* _Document_
*****
Deep Gaussian Processes: A Motivation and Introduction

Introduction

The Fourth Industrial Revolution

The first to be named before it happened.

What is Machine Learning?

\[ \text{data} + \text{model} \stackrel{\text{compute}}{\rightarrow} \text{prediction}\]

data : observations, could be actively or passively acquired (meta-data).

model : assumptions, based on previous experience (other data! transfer learning etc), or beliefs about the regularities of the universe. Inductive bias.

prediction : an action to be taken or a categorization or a quality score.

Royal Society Report: Machine Learning: Power and Promise of Computers that Learn by Example

What is Machine Learning?

\[\text{data} + \text{model} \stackrel{\text{compute}}{\rightarrow} \text{prediction}\]

To combine data with a model need:
a prediction function \(f(\cdot)\) includes our beliefs about the regularities of the universe
an objective function \(E(\cdot)\) defines the cost of misprediction.

What does Machine Learning do?

Automation scales by codifying processes and automating them.
Need:
- Interconnected components
- Compatible components
Early examples:
- cf Colt 45, Ford Model T

Codify Through Mathematical Functions

How does machine learning work?
Jumper (jersey/sweater) purchase with logistic regression

\[ \text{odds} = \frac{p(\text{bought})}{p(\text{not bought})} \]

\[ \log \text{odds} = \beta_0 + \beta_1 \text{age} + \beta_2 \text{latitude}.\]

Codify Through Mathematical Functions

How does machine learning work?
*****
* _Material supplied_
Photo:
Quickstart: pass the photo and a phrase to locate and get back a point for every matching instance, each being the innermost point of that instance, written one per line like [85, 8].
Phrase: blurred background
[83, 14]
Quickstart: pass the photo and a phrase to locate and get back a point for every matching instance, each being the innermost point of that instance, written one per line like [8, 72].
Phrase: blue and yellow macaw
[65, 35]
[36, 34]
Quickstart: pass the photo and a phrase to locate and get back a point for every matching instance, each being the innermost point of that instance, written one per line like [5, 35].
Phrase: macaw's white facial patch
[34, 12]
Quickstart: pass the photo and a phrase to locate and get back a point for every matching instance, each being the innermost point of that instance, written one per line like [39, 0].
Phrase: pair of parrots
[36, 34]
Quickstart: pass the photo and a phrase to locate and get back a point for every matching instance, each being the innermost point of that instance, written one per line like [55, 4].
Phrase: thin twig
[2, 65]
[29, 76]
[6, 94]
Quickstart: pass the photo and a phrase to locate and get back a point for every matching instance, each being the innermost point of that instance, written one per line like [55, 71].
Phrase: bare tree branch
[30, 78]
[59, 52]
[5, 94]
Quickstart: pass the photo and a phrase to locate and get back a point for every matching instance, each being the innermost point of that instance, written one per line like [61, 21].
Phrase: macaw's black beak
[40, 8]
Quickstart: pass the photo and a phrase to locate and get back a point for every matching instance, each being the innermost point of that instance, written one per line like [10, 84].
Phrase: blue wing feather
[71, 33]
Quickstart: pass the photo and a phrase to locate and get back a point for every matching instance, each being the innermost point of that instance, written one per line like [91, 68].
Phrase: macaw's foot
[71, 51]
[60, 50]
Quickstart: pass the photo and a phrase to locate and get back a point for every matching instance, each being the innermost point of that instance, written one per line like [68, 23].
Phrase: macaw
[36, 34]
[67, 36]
*****
* _Actions to take_
a: Using the machine learning notes, explain in one to three sentences how automation scales and what it requires.
b: According to the machine learning notes, what does the objective function define?
c: Please print the stretch of the machine learning notes from "The first to" through "universe. Inductive bias.".
The rows above are separate material from the machine learning notes.

* _Answers to each task_
a: Automation scales by codifying processes and automating them. To do this it needs interconnected components and compatible components.

b: It defines the cost of misprediction.

c:
The first to be named before it happened.

What is Machine Learning?

\[ \text{data} + \text{model} \stackrel{\text{compute}}{\rightarrow} \text{prediction}\]

data : observations, could be actively or passively acquired (meta-data).

model : assumptions, based on previous experience (other data! transfer learning etc), or beliefs about the regularities of the universe. Inductive bias.